# PAGE

Avril 1800. Le nouveau préfet, Jacques Beugnot, entend nommer un maire à Jumièges. Depuis plusieurs années, Nicolas David Foutrel, l'ancien organiste de l'abbaye, occupait la fonction d'agent municipal, ce qui revenait au même. Il va avoir ses partisans. Mais aussi ses adversaires...

Une pétition en sa faveur...

Le 15 avril 1800, une trentaine de figures de Jumièges adressent au préfet une pétition en faveur de Foutrel, qui occupe les fonctions de maire provisoire.

Les habitants de la commune de Jumièges et hameaux, canton de Duclair, de ce département, soussignés
vous exposent que le Citoyen Nicolas David Foutrel les a administrés avec touttes satisfactions depuis plusieurs années en qualité d’agent municipal de la dite commune et étant une des plus instruits d’icelle. Pourquoi ils vous supplient de vouloir bien leur nommer comme maire de la dite commune de Jumièges et le citoyen Pierre Castel pour adjoint qui en exerce les fonctions depuis deux ans. Et vous rendrez justice.

# EXTRAIT DE DONNÉES

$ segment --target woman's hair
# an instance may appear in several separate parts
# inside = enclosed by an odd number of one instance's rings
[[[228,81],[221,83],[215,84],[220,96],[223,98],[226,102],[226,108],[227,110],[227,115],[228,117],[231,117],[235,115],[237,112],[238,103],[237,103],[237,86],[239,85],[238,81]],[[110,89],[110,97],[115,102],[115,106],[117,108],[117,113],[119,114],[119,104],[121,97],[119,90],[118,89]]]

# TRAVAIL À FAIRE
[a] Dans le texte sur le maire de Jumièges, transformez en liste le paragraphe qui commence par « Avril 1800. Le nouveau préfet » en gardant ses faits principaux.
[b] Reproduisez mot pour mot le passage du texte sur le maire de Jumièges qui commence par « Avril 1800. Le » et se poursuit jusqu'à « en sa faveur... ».

# RÉSULTATS PAR TÂCHE
[a]
- En avril 1800, le nouveau préfet, Jacques Beugnot, veut nommer un maire à Jumièges.
- Depuis plusieurs années, Nicolas David Foutrel, ancien organiste de l'abbaye, y est agent municipal, ce qui revient au même.
- Il aura des partisans, mais aussi des adversaires.

[b]
Avril 1800. Le nouveau préfet, Jacques Beugnot, entend nommer un maire à Jumièges. Depuis plusieurs années, Nicolas David Foutrel, l'ancien organiste de l'abbaye, occupait la fonction d'agent municipal, ce qui revenait au même. Il va avoir ses partisans. Mais aussi ses adversaires...

Une pétition en sa faveur...